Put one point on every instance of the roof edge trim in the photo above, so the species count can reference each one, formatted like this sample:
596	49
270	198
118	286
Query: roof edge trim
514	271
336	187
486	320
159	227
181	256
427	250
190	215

==============================

Written problem:
Reproduce all the data word for word.

Result of this task:
Put one point on every instance of the roof edge trim in the photo above, so the species count can reference each one, formatted like this sample:
596	49
270	198
118	286
Query: roof edge trim
514	271
336	187
486	320
159	227
181	256
427	250
190	215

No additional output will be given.